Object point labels

====

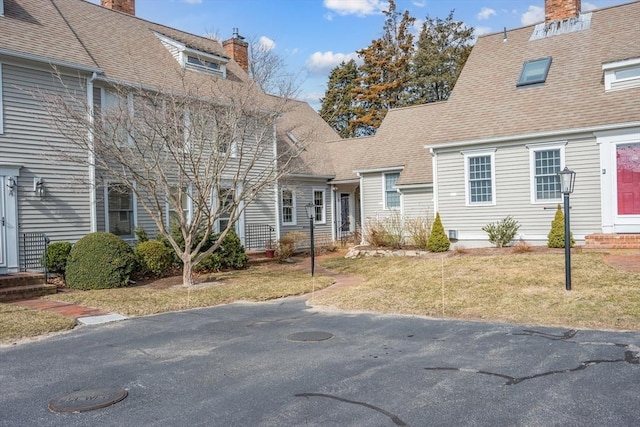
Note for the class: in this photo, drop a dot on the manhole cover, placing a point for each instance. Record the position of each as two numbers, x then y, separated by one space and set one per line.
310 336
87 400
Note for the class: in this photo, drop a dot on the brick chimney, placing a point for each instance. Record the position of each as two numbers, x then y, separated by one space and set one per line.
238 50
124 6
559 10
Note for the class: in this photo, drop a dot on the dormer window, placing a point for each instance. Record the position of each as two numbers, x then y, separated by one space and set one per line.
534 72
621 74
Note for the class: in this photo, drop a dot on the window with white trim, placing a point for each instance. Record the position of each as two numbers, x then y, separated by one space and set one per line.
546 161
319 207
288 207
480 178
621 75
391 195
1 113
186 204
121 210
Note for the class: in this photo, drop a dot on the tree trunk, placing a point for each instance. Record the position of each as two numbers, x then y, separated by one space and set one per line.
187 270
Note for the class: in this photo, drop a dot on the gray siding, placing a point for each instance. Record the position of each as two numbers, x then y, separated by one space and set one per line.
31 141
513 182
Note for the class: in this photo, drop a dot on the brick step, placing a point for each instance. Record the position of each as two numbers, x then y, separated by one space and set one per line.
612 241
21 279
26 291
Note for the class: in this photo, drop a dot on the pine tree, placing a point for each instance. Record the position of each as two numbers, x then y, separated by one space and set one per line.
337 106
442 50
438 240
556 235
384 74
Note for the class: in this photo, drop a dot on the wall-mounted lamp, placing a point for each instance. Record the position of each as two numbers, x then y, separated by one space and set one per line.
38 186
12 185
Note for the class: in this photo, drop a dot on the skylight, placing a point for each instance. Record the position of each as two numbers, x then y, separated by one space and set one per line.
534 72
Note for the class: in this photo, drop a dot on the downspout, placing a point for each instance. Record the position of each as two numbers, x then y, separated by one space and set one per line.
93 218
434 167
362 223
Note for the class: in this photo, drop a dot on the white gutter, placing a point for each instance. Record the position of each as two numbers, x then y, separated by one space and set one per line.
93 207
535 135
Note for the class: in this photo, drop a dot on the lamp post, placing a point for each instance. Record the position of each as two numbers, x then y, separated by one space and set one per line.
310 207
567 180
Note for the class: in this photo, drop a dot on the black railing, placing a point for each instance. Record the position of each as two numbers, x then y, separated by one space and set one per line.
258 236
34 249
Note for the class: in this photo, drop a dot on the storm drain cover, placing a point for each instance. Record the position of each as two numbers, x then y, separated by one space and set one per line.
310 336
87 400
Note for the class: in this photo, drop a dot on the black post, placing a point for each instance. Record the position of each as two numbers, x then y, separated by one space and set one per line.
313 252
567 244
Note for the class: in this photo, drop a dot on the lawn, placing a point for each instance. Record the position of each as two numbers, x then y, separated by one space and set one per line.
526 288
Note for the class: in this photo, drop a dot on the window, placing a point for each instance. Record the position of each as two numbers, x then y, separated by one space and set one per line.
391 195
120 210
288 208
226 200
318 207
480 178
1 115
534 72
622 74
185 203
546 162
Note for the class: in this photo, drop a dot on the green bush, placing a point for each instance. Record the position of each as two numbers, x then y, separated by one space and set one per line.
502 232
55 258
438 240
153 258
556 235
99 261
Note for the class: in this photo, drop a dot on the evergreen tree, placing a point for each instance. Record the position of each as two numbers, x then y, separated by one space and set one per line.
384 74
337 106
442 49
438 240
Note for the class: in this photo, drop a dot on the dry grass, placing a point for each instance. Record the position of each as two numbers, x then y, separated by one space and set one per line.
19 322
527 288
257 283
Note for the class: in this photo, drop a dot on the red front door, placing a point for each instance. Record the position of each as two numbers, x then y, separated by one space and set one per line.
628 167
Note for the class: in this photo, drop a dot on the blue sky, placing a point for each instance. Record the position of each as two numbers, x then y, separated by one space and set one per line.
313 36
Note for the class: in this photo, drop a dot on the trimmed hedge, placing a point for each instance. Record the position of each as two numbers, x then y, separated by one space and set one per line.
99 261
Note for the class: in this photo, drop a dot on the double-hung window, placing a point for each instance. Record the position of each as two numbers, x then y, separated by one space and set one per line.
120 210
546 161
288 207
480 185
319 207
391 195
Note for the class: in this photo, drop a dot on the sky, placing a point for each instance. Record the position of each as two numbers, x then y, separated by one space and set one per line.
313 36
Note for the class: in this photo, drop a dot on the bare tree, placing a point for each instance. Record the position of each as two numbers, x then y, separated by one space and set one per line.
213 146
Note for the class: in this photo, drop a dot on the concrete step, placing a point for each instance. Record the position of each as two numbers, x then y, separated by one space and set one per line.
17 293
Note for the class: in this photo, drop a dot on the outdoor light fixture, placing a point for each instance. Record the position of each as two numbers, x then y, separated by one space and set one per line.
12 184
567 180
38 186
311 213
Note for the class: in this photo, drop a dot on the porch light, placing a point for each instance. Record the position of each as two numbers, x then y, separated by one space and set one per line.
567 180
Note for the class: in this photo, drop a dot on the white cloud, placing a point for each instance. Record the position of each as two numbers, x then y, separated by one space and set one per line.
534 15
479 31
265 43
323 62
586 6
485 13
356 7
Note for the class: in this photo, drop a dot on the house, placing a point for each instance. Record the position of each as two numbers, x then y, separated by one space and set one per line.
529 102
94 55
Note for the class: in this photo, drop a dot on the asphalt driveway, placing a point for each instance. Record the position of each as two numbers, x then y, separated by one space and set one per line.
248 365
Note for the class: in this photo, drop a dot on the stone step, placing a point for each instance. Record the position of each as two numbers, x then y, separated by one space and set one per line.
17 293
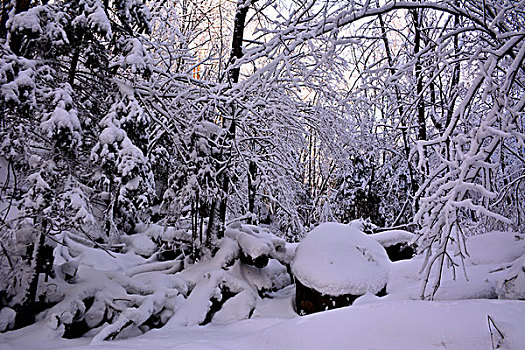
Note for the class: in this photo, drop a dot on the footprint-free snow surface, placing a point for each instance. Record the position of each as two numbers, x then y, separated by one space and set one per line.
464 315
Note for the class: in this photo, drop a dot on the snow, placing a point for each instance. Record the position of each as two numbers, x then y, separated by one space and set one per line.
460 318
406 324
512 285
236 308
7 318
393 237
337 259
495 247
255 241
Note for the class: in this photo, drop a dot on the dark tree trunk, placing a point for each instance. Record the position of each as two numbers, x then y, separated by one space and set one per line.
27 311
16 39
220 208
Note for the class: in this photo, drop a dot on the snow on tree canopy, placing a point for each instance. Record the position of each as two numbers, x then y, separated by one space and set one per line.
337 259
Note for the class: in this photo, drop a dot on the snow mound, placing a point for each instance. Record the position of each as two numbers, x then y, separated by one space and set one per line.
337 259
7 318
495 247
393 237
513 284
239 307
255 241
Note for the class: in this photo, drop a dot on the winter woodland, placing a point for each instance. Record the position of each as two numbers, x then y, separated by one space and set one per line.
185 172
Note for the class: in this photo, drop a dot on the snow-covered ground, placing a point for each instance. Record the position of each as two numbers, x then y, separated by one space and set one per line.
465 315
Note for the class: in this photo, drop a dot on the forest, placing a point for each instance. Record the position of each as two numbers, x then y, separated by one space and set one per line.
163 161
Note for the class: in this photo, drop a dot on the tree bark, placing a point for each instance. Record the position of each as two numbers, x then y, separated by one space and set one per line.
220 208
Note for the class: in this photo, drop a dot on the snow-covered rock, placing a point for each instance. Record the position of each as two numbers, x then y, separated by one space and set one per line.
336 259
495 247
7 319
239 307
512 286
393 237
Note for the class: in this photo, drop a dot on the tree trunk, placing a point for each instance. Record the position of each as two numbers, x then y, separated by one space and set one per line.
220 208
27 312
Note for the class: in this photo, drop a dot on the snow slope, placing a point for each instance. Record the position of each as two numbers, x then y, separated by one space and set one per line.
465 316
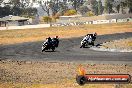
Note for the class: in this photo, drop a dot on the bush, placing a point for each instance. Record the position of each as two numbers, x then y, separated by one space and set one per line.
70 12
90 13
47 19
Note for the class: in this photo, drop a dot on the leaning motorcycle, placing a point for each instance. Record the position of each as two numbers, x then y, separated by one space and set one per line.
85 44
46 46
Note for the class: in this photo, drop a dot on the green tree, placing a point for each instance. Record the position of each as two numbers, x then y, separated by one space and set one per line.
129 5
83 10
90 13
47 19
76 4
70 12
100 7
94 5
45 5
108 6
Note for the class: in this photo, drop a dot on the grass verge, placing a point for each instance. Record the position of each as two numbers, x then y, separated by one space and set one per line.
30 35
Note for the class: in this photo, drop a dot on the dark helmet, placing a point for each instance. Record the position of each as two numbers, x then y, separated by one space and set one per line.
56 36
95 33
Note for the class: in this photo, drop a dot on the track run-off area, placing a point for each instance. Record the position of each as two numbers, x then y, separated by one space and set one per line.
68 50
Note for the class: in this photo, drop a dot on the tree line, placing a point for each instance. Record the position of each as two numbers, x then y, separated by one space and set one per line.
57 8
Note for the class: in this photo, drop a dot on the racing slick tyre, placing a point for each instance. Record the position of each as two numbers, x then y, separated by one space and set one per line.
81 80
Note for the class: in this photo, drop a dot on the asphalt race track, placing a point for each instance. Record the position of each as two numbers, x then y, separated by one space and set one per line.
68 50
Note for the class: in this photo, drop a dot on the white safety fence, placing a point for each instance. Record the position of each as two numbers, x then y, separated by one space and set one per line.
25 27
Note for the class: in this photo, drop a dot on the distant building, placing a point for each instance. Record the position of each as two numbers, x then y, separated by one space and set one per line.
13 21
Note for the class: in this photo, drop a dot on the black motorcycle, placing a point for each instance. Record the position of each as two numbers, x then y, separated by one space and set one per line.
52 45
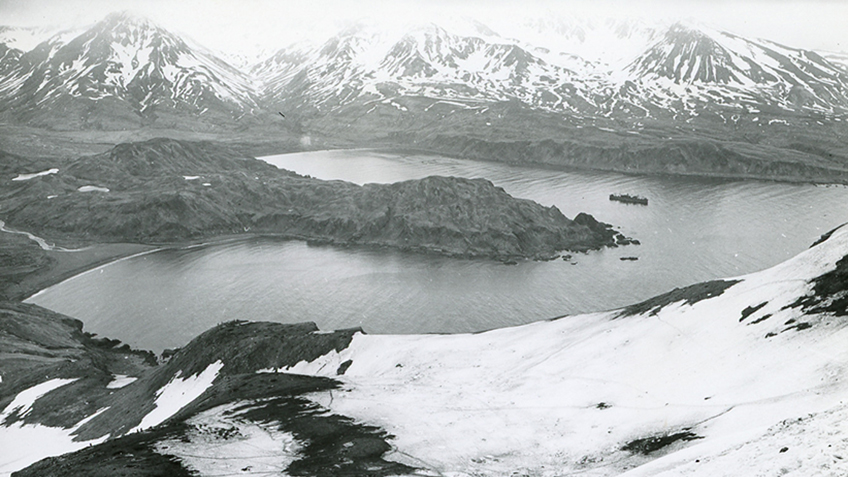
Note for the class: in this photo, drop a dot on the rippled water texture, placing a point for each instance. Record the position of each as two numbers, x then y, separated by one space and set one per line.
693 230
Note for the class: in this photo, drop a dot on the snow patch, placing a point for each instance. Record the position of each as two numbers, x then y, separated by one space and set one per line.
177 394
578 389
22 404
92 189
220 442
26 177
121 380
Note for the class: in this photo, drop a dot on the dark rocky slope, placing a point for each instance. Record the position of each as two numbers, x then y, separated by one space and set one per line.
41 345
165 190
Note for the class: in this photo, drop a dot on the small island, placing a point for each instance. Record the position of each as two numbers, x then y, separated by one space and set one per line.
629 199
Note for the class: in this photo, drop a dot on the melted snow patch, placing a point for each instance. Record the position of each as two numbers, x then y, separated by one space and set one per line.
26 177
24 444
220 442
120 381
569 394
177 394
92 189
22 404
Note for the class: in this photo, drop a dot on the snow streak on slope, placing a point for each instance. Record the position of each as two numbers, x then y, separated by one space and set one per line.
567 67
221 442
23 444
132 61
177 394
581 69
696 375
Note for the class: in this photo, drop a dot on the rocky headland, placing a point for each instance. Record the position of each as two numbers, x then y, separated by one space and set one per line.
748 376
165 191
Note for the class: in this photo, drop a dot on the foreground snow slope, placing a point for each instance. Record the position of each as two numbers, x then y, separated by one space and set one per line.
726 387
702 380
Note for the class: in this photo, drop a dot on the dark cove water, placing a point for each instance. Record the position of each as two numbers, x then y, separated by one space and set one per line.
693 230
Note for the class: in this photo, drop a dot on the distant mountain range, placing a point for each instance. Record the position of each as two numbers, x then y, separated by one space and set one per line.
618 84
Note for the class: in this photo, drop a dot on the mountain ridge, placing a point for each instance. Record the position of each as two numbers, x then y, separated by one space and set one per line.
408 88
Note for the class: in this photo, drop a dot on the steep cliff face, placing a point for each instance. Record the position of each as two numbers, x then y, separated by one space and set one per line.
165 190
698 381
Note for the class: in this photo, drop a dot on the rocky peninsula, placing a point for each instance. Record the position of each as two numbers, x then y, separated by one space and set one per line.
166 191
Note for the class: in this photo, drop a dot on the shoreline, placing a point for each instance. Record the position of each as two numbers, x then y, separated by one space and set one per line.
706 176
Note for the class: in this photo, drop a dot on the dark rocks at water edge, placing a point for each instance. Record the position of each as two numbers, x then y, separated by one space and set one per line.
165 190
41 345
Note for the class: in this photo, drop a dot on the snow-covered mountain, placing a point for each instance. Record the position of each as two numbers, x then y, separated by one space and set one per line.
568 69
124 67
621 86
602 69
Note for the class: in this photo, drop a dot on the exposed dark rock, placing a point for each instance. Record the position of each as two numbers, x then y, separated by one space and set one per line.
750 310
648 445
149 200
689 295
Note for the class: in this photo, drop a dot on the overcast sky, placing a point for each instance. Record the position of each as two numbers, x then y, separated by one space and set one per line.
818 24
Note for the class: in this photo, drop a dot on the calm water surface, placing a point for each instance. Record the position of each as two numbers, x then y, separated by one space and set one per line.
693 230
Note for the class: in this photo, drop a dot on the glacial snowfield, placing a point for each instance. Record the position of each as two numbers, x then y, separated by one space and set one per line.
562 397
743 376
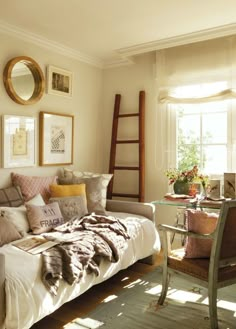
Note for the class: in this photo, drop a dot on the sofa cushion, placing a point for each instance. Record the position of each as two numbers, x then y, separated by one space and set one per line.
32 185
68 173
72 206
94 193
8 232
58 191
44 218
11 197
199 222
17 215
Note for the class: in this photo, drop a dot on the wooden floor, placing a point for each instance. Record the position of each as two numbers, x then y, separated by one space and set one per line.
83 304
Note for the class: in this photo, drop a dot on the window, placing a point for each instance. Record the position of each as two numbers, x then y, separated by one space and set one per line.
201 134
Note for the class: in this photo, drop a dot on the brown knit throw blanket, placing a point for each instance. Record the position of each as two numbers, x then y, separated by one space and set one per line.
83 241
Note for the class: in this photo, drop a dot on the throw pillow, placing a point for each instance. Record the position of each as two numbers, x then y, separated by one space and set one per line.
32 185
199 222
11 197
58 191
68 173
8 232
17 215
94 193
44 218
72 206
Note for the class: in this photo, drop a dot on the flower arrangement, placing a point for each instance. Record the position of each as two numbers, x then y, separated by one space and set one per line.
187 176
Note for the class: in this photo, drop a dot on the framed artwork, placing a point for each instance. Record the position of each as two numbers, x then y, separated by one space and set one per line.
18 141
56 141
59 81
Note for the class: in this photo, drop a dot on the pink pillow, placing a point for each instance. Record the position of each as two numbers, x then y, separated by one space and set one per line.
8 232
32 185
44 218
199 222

====

Give exactly the lines from the one with "on the wooden" to the end of the entries, nothing before them.

Note for the class: in this photo, drop a dot on the wooden floor, placing a point for each instance. Record the position of each as two numbers, x then y, separated by one space and set one per line.
83 304
Note for the class: in this photo, drop a dot on the window, placing a point for each instance. Record the position of each as two numbers, x then y, separated by one space and set one per line.
201 134
Note for the class: in this photo, drop a dot on the brown knit throw blanket, placing a point for each instance. Record the position of each as two numbers, x then y, separated by one space and set one per line.
83 241
Note for the class: in this photo, drop a dot on the throw pillow, placing a point for each instance. Record the position of each as two numbers, x then y, separated by one space and set one per line.
32 185
199 222
11 197
58 191
68 173
8 232
17 215
94 193
44 218
72 206
Note for the class: in this photo, drop a dot on the flower arrangement, placing a point for each instance. Record the position of each as two numbers, x then y, separated by one space and set one per line.
187 176
Note for the class: in this photo, drop a dot on the framed artwork, placing a point for each instance. Record the position of each as two numbers, x then y, separated by one space and set one per line.
18 141
56 141
59 81
Note for the class: in this photo, drop a dot on the pink pillow, placing a point for each instance. Record the position of each as two numbers, x then y, separated by one space and set one per line.
8 232
32 185
44 218
199 222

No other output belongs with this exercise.